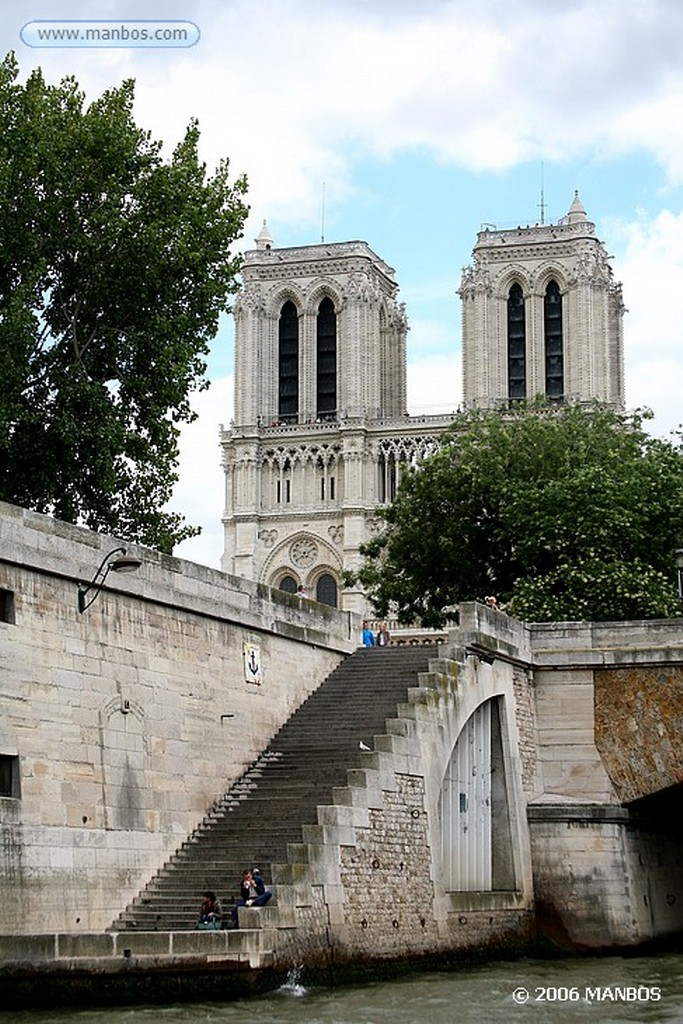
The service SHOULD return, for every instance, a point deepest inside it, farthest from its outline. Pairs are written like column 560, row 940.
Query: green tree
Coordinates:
column 115, row 266
column 563, row 514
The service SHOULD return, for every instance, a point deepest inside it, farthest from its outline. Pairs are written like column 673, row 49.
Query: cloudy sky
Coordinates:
column 409, row 124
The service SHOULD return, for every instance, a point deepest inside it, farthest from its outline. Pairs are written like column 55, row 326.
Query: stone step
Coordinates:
column 259, row 819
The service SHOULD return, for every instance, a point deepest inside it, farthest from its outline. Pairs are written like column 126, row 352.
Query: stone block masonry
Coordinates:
column 121, row 726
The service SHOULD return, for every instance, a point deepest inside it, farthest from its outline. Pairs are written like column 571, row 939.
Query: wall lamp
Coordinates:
column 122, row 563
column 482, row 653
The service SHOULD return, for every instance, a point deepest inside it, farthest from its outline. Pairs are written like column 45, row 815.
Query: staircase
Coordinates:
column 253, row 822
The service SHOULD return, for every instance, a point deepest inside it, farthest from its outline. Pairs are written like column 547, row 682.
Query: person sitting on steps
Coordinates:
column 249, row 893
column 211, row 912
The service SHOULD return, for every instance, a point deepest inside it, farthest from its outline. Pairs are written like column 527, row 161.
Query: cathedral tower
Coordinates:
column 321, row 429
column 542, row 315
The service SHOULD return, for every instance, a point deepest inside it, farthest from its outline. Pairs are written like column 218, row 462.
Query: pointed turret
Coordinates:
column 577, row 212
column 264, row 239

-----

WRITTEN TASK
Recast every item above as a two-column CSV with the headers input and output, one row per item: put its text in input and its answer in output, each as a single quoted field with line breaks replaced by spaces. Leave the pictures out.

WRITTEN SOLUTION
input,output
"The service SHOULD return, for every instance, a point deepest inside it, farthest from its outline. Pairs are written like column 560, row 940. Query: green tree Coordinates:","column 115, row 266 column 563, row 514"
"The service SHOULD return, for every instance, a point deepest inside it, farthest from its outline. Pairs are written like column 673, row 49. Query: cloudy sky Coordinates:","column 409, row 124"
"The service SHOULD return, for every instance, a point deepest inside it, farthest from its outline. Pairs are written like column 55, row 326. Query: stone step Coordinates:","column 259, row 819"
"The service SHOULD return, for every instance, a point deepest inside it, farthest from its outline. Pairs are written like column 126, row 352. Query: stone block masonry Coordinates:","column 121, row 726"
"The service SHOULD return, for every instance, a point deepest inside it, farthest from its outline. Pairs are written like column 571, row 939. Query: wall lamp Coordinates:","column 122, row 563 column 482, row 653"
"The service SHOULD return, for every instance, a point deepest inside it, farthest from its outline. Pairs are written like column 45, row 815. Query: staircase Coordinates:","column 253, row 822"
"The service SHOULD return, for every instance, a point deepest inside it, farthest from its outline. Pairs are written like column 547, row 682. Query: person sitting on steps Coordinates:","column 249, row 893 column 211, row 912"
"The service SHOULD return, for every instance, a point deepest inside it, farthest from its outline. Pairs are written like column 527, row 161. Query: cathedral tower Coordinates:","column 321, row 429 column 542, row 315"
"The service SHOULD return, for every instance, a point deepest inside it, farthest from its outline. Pairs are written like column 218, row 462. Query: pointed turret Coordinates:","column 577, row 212 column 264, row 239"